STATED TASK
Pick out every line of the records that contains the word "guitar" and copy each one in full. Case counts.

[Stored dataset items]
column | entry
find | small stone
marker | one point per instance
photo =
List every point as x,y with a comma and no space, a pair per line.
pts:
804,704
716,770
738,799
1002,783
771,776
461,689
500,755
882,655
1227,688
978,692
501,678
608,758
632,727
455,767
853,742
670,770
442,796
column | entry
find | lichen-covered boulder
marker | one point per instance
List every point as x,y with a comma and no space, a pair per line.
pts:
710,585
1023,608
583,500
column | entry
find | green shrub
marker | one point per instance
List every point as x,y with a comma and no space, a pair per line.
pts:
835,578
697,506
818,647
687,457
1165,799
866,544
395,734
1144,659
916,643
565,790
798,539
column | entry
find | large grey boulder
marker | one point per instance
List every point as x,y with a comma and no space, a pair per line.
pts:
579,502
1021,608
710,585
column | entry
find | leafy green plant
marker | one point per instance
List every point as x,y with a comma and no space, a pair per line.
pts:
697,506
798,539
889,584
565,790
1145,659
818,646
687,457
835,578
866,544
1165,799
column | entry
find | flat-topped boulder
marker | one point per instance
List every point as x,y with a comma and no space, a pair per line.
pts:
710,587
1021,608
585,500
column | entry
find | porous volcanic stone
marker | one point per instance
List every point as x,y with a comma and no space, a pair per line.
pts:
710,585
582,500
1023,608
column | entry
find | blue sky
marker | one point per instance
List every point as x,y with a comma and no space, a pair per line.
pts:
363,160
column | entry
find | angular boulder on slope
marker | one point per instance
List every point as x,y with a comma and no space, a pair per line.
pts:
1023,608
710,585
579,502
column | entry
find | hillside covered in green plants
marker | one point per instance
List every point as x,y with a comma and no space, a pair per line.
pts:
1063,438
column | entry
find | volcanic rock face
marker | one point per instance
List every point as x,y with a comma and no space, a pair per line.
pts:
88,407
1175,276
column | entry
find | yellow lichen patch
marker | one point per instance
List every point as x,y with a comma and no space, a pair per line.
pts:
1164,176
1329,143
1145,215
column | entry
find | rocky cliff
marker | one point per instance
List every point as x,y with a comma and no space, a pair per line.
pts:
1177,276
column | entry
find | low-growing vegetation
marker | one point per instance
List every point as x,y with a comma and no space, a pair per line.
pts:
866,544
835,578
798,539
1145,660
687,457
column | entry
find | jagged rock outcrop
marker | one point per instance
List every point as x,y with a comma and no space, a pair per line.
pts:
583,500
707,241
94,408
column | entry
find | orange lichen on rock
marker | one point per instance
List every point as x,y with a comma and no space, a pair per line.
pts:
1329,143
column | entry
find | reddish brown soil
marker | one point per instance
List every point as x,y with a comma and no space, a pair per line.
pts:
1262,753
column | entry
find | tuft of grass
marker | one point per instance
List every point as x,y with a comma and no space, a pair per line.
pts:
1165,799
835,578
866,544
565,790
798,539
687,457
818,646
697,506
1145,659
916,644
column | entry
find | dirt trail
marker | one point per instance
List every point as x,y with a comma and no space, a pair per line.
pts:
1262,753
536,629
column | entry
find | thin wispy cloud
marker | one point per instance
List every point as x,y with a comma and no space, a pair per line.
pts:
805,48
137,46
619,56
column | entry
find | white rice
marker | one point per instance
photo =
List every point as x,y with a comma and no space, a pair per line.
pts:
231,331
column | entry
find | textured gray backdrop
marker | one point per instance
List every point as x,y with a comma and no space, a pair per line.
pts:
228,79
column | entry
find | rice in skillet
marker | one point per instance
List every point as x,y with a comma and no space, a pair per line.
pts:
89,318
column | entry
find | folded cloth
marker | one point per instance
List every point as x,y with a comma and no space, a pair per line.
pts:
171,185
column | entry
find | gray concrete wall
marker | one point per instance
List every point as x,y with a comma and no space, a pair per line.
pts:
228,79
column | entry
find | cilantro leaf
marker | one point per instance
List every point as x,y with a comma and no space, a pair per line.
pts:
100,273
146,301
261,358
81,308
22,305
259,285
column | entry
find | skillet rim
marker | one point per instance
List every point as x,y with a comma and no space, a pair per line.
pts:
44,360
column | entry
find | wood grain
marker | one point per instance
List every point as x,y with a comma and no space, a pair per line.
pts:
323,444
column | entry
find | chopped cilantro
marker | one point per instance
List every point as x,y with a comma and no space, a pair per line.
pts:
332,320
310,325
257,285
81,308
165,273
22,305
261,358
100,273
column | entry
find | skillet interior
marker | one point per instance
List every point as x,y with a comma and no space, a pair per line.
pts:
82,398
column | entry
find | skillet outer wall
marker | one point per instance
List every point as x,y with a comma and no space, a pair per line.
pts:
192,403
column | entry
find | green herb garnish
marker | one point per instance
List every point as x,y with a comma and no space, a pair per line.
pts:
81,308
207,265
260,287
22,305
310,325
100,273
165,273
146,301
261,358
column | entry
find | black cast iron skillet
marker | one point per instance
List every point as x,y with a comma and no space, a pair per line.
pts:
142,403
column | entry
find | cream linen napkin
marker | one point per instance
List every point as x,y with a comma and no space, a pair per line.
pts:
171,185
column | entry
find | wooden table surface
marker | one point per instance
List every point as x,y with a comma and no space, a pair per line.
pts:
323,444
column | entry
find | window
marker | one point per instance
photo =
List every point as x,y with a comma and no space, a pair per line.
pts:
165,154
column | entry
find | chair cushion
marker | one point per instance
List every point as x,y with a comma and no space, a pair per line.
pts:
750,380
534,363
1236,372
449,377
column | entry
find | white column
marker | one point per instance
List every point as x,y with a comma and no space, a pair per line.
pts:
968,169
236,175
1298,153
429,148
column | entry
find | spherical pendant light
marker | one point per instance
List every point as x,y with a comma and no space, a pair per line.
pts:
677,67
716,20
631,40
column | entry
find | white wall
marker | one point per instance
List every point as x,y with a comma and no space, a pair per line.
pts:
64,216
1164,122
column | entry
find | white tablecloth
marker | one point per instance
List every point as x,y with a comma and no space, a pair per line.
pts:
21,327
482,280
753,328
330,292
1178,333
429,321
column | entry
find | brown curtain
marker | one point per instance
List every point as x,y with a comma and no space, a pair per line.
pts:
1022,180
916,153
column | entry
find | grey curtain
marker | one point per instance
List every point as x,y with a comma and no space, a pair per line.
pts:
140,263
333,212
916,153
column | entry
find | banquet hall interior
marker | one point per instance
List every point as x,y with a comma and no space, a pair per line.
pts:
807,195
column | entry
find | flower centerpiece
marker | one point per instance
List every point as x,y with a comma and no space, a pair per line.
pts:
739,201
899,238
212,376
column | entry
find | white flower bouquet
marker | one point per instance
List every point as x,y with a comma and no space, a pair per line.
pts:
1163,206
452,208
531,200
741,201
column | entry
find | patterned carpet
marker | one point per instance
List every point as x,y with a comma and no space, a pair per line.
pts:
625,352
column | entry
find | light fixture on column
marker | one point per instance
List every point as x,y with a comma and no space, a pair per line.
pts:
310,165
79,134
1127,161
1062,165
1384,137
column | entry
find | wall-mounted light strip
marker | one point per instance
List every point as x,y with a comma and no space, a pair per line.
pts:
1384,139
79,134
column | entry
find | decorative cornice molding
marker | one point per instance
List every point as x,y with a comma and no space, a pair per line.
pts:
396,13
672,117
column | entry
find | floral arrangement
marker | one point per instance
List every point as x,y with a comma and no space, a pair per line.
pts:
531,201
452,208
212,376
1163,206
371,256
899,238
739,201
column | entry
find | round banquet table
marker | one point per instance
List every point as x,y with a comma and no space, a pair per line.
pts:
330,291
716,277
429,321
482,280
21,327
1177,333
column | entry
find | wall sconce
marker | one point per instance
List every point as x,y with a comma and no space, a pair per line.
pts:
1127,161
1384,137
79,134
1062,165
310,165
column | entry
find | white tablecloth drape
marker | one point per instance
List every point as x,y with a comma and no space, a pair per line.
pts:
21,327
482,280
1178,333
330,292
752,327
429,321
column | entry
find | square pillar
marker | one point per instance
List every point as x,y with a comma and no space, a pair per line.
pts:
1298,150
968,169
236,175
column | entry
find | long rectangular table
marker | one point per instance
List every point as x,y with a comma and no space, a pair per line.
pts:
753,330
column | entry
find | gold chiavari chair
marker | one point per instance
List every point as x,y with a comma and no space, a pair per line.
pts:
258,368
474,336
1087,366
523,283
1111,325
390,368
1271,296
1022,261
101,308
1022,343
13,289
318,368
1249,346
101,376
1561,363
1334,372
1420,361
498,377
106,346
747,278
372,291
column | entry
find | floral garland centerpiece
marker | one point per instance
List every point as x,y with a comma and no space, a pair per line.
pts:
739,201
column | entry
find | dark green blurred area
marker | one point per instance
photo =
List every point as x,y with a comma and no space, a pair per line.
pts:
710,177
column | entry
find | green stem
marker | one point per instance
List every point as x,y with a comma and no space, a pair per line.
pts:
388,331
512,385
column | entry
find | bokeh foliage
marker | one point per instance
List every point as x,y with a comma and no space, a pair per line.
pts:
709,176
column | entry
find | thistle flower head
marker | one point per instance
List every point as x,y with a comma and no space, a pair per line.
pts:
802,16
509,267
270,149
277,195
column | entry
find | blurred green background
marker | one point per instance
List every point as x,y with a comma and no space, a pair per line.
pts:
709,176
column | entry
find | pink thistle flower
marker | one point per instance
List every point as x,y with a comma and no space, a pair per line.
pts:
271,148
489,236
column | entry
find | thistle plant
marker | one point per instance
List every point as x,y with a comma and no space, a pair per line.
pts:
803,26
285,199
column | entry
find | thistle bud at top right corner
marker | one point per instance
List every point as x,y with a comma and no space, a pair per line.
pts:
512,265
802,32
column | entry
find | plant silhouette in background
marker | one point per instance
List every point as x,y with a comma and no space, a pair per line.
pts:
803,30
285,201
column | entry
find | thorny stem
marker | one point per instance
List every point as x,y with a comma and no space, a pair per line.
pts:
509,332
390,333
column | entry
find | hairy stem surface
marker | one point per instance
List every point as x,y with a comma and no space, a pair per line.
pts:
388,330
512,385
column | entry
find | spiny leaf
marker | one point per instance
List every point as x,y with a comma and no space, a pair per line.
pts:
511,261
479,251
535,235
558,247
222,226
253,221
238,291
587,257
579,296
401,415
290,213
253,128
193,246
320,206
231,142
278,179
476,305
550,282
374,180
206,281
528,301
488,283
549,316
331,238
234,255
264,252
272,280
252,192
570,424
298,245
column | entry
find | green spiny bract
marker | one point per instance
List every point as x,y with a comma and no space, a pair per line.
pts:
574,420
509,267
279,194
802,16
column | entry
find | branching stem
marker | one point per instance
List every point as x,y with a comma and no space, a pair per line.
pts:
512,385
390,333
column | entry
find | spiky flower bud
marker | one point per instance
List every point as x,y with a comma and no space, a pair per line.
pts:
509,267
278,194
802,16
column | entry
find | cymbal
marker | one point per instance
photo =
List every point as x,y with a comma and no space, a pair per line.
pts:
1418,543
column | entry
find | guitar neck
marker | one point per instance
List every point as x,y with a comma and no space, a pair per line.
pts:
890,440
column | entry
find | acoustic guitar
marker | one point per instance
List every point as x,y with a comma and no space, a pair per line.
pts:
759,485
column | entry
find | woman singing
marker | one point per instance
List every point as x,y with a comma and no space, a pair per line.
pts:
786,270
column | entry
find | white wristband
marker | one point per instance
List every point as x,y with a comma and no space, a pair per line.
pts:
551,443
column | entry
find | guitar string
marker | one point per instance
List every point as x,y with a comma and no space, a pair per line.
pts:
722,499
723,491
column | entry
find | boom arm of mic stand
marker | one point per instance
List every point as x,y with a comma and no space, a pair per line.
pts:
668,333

SOLUTION TO THIS TASK
find | guitar neck
find | acoustic guitar
find | guitar string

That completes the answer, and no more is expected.